Trackday Diaries: All by Myself.

Jack Baruth
by Jack Baruth

For only $195, you can run a “twilight” session at Mid-Ohio on Wednesday evenings. Given that I wanted to turn respectable times in Thursday’s Grand-Am test day, it seemed like a no-brainer. Until, that is, my ride in the Continental Challenge fell through due to the unavailability of my co-driver. Since I’d already paid for the Wednesday, I loaded up, (with a set of Hoosier A3S05 autocross tires) headed out, and arrived on Wednesday night to find precisely three cars signed up for evening practice. Neither of the others (a track-prepped M3 and a Nissan GT-R) would be running quite at my pace, but they wouldn’t be far off it, so once I passed them I wouldn’t see them again for most of the session.

Driving around a track all by yourself is an interesting thing to do, particularly if you honor the request of the Mid-Ohio School and do not directly time your laps. How do you know if you’re doing well? How do you determine how hard to push? And when you see a Viper come in on the flatbed right before your session with the rear end basically torn off (I have photos, but I want to protect the driver’s privacy), what does that do to your mindset? As it turns out, there’s another situation which is very similar to this one: amateur endurance racing.


Every racer can point to one drive and say “That was my best.” For me, it was a NASA enduro I ran at Mid-Ohio last year. I elected to drive by myself for the ninety-minute race (most endurance teams are two-driver affairs) and led my nineteen-car class from the first corner to the pitstop, where I fell about two minutes behind the leaders. (This ain’t Formula One; pitstops are slow in amateur racing, and I had a car without a quick-fuel rig.) I came out and methodically made up the time, regaining the lead with about twenty laps to go. Ten laps from the finish, I started to run out of fuel. I drove the whole track in fifth gear, stalling briefly in every right-hander, while the second-place driver made up the gap. I crossed the line with the second-place guy about a hundred yards back. Not only was my 1989 Honda Civic first in my “E2” class, I was also fourth overall, ahead of Porsches, Corvettes, and one particularly incompetent, loud-mouthed hack in an SCCA Touring 2 Mustang.

For the vast majority of that race, I had no drivers in my class around me to judge my performance. I also didn’t have a working lap timer because said lap timer had been installed in the team’s other Civic. Still, I turned fast lap for the class. How did I do it?

PROVIDED RECORDS:
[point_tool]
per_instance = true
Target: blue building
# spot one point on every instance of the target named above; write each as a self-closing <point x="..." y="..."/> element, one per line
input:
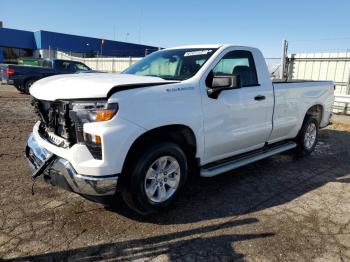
<point x="18" y="43"/>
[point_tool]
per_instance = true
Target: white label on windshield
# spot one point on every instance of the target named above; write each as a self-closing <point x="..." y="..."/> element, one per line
<point x="200" y="52"/>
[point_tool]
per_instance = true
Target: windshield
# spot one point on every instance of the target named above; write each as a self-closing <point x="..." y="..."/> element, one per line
<point x="173" y="64"/>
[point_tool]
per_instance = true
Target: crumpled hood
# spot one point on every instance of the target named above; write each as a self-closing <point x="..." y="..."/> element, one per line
<point x="92" y="85"/>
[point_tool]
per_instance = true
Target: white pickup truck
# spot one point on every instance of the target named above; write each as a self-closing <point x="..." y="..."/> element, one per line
<point x="177" y="112"/>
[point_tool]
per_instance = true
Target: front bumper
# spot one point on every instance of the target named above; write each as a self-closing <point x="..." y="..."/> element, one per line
<point x="61" y="173"/>
<point x="7" y="82"/>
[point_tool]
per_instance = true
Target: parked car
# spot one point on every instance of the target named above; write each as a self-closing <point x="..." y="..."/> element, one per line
<point x="141" y="133"/>
<point x="23" y="76"/>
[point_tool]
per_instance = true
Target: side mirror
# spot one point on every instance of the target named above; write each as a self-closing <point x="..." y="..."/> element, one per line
<point x="221" y="83"/>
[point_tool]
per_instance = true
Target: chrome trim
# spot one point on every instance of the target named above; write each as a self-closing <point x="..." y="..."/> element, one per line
<point x="62" y="169"/>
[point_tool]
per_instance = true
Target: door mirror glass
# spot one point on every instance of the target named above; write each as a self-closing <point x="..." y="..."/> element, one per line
<point x="224" y="81"/>
<point x="221" y="83"/>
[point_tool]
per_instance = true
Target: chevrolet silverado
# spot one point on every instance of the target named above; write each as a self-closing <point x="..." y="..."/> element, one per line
<point x="178" y="112"/>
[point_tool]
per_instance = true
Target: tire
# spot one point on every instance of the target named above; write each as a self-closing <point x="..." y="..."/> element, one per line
<point x="138" y="191"/>
<point x="27" y="84"/>
<point x="308" y="137"/>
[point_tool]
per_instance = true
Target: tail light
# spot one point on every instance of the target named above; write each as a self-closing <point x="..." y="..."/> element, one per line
<point x="10" y="71"/>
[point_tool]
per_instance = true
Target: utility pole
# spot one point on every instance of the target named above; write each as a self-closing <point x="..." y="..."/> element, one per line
<point x="283" y="73"/>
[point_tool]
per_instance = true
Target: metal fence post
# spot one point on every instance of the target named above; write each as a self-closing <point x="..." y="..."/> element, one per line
<point x="283" y="59"/>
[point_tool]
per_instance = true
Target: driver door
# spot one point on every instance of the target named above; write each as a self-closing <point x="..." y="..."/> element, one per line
<point x="238" y="120"/>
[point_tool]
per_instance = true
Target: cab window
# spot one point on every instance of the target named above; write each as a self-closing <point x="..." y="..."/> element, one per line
<point x="238" y="63"/>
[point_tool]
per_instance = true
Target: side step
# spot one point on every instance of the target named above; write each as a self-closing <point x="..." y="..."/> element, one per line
<point x="222" y="167"/>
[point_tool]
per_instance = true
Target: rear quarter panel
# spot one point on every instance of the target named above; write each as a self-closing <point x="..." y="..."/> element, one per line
<point x="292" y="101"/>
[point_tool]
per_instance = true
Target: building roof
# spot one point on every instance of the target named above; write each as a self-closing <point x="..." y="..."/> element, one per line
<point x="70" y="43"/>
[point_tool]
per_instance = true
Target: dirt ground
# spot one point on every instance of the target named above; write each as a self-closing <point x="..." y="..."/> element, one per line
<point x="279" y="209"/>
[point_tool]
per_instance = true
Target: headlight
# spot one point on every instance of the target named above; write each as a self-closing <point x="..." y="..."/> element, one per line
<point x="87" y="112"/>
<point x="83" y="112"/>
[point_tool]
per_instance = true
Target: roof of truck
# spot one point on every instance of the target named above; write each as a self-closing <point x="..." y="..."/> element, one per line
<point x="197" y="46"/>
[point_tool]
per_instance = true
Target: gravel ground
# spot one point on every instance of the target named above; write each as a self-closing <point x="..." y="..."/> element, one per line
<point x="279" y="209"/>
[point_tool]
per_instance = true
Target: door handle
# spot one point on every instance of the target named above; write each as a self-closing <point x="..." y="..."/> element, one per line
<point x="259" y="98"/>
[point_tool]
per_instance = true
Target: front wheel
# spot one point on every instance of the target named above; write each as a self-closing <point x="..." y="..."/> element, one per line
<point x="156" y="179"/>
<point x="308" y="136"/>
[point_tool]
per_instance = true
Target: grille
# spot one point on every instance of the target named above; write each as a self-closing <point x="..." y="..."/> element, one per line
<point x="55" y="118"/>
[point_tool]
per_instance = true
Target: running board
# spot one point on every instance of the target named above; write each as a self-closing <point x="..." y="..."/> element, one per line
<point x="214" y="170"/>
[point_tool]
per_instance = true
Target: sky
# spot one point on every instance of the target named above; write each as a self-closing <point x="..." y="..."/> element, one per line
<point x="308" y="25"/>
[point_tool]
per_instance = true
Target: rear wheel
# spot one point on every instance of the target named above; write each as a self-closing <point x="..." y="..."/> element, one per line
<point x="156" y="179"/>
<point x="308" y="136"/>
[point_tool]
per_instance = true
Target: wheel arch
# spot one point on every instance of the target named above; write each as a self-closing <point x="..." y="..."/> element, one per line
<point x="315" y="111"/>
<point x="180" y="134"/>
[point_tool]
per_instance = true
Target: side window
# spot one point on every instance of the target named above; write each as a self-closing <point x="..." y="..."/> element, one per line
<point x="63" y="65"/>
<point x="239" y="63"/>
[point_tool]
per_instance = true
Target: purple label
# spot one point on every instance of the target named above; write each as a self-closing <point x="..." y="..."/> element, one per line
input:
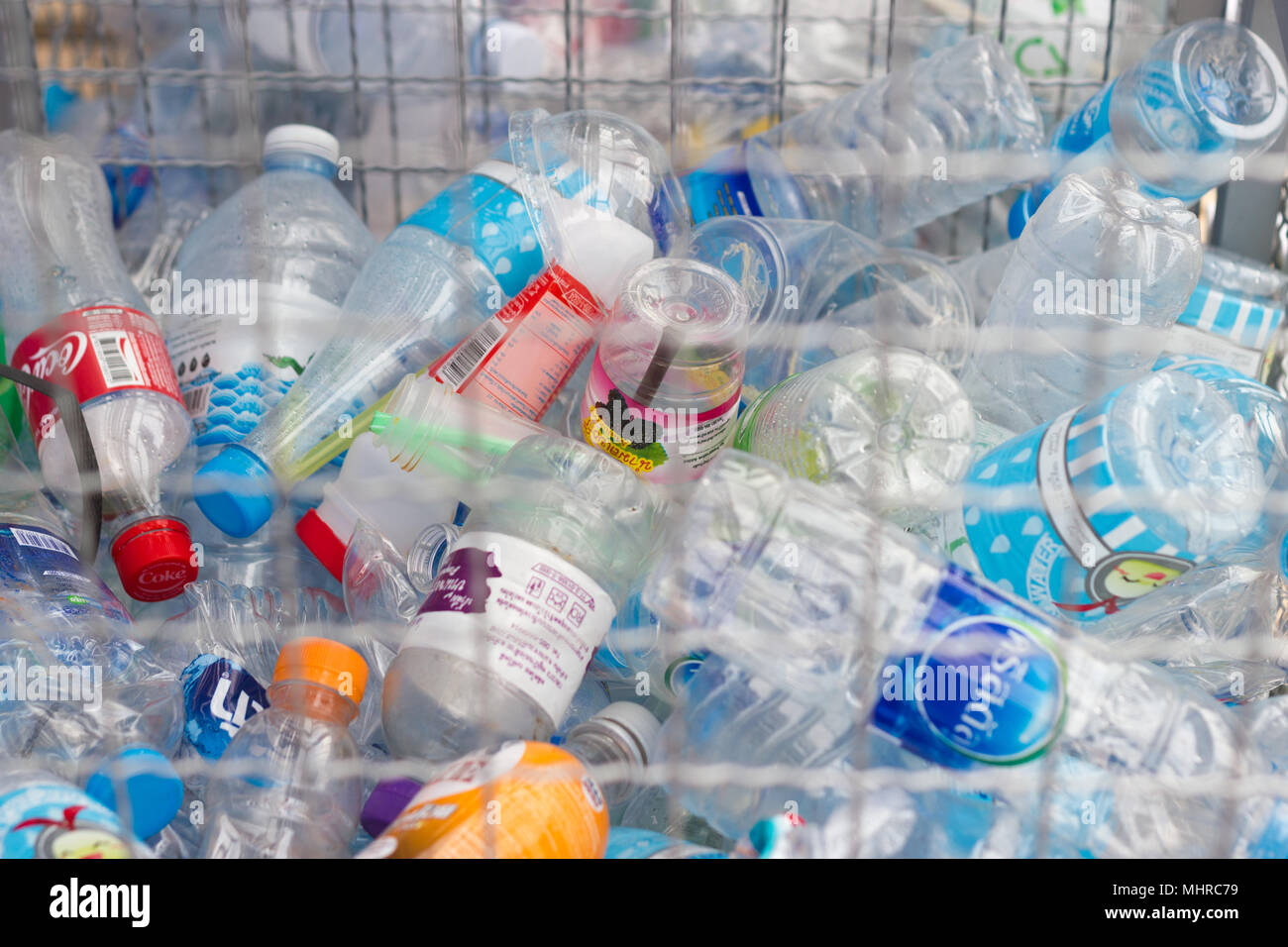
<point x="462" y="583"/>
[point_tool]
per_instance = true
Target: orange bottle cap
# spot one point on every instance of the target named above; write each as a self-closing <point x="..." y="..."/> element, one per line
<point x="323" y="663"/>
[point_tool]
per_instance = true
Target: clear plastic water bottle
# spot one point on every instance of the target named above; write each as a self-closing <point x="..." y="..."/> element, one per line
<point x="555" y="797"/>
<point x="888" y="158"/>
<point x="1115" y="499"/>
<point x="416" y="296"/>
<point x="773" y="575"/>
<point x="273" y="264"/>
<point x="1086" y="299"/>
<point x="819" y="290"/>
<point x="888" y="425"/>
<point x="1207" y="97"/>
<point x="288" y="784"/>
<point x="77" y="689"/>
<point x="368" y="489"/>
<point x="520" y="603"/>
<point x="103" y="346"/>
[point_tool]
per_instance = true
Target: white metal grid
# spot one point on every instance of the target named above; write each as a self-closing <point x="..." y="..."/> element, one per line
<point x="103" y="48"/>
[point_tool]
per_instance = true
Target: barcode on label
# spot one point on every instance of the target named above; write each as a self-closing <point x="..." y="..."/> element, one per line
<point x="196" y="399"/>
<point x="116" y="363"/>
<point x="472" y="354"/>
<point x="40" y="540"/>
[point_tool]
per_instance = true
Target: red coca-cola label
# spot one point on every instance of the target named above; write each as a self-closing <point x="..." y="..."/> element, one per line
<point x="519" y="359"/>
<point x="91" y="352"/>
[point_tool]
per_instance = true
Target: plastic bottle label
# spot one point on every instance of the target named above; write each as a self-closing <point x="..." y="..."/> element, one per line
<point x="483" y="211"/>
<point x="37" y="560"/>
<point x="1070" y="560"/>
<point x="720" y="187"/>
<point x="93" y="351"/>
<point x="983" y="682"/>
<point x="660" y="445"/>
<point x="522" y="800"/>
<point x="522" y="612"/>
<point x="218" y="697"/>
<point x="1227" y="326"/>
<point x="237" y="360"/>
<point x="520" y="359"/>
<point x="52" y="821"/>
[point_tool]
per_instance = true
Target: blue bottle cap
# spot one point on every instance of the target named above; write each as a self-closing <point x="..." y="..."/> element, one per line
<point x="56" y="101"/>
<point x="236" y="491"/>
<point x="1021" y="210"/>
<point x="154" y="789"/>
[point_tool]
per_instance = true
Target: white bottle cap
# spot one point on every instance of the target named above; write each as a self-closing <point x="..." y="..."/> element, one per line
<point x="307" y="138"/>
<point x="510" y="51"/>
<point x="636" y="720"/>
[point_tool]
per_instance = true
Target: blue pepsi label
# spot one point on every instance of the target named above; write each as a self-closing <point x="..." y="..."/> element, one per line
<point x="640" y="843"/>
<point x="488" y="217"/>
<point x="720" y="187"/>
<point x="1050" y="522"/>
<point x="39" y="562"/>
<point x="218" y="697"/>
<point x="53" y="821"/>
<point x="982" y="682"/>
<point x="128" y="185"/>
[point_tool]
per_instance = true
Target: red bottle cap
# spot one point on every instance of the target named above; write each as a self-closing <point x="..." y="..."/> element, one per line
<point x="322" y="543"/>
<point x="154" y="560"/>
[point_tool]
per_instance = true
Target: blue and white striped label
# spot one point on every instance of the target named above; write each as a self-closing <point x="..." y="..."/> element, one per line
<point x="1227" y="326"/>
<point x="1047" y="521"/>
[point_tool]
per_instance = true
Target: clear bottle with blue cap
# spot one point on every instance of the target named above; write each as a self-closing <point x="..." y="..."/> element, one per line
<point x="78" y="693"/>
<point x="1205" y="99"/>
<point x="417" y="295"/>
<point x="273" y="264"/>
<point x="290" y="785"/>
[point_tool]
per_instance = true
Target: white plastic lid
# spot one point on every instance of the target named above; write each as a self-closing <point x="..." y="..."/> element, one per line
<point x="599" y="249"/>
<point x="305" y="138"/>
<point x="636" y="720"/>
<point x="510" y="51"/>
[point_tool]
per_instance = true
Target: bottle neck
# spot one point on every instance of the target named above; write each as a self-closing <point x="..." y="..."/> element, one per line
<point x="309" y="698"/>
<point x="299" y="161"/>
<point x="613" y="759"/>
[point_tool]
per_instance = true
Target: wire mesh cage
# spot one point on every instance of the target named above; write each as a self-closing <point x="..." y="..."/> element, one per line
<point x="175" y="99"/>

EXERCISE DETAILS: Pick up the trackday diary about driving Mid-Ohio alone right after its last sentence and keep writing it. Leave the rows out of this entirely.

EXERCISE ANSWER:
Reaching a so-called “9/10ths” lap without timing equipment isn’t that tough. If you are driving in the “sing” zone of your tires through every turn (I’ll write more about the “sing” zone of tires in the future) and you are consistently braking as late as possible, you’re pretty much there. Ross Bentley tells us that a driver operating the car close to the limits slightly “off-line” will be faster than a car that is “on-line” but being driven well below the limit. So we don’t even have to get right on the proper line to hustle.

There are certain warning signs that we are approaching the fabled “tenth tenth”. If the car has to be fought all the way through the brake zone, you’re on your way. If you are making fingertip-sized corrections with the wheel to arrest oversteer in the midcorner, while applying constant throttle on a reasonably proper line, you are on the way. If your exit carries you to within an inch of the grass on the exit, and you couldn’t change the course of the car for love or money because you were at max speed all the way through and max power on the exit, chances are you are there.

I know that I am on pace when I feel lucky to escape each corner. At Mid-Ohio, Turns One and Eleven are the “lucky” turns. If you drift to the corner of the dirt where the service road meets the back straight at the exit of One, you’re doing the business. If the light touch of the curb right where it ends at the end of Eleven keeps you from going into the grass, you’re on pace.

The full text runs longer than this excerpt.